= Exercise brief =
Give the entries back exactly, dropping each image.
______
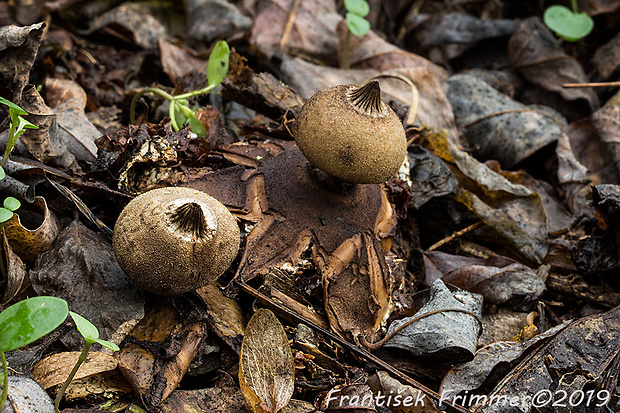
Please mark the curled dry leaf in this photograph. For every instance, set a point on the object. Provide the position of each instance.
(492, 360)
(498, 279)
(224, 316)
(577, 359)
(15, 272)
(495, 126)
(74, 128)
(53, 370)
(18, 49)
(160, 350)
(382, 383)
(606, 59)
(511, 209)
(29, 243)
(81, 268)
(266, 368)
(452, 333)
(536, 53)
______
= Final result =
Please mark the curled dry leaf in this photograph. For every instance, set a point on the object. Provide the position of each instance.
(492, 360)
(498, 279)
(224, 316)
(577, 359)
(15, 272)
(495, 126)
(74, 128)
(53, 370)
(18, 49)
(160, 350)
(382, 383)
(606, 59)
(511, 209)
(29, 243)
(81, 268)
(266, 368)
(452, 333)
(536, 53)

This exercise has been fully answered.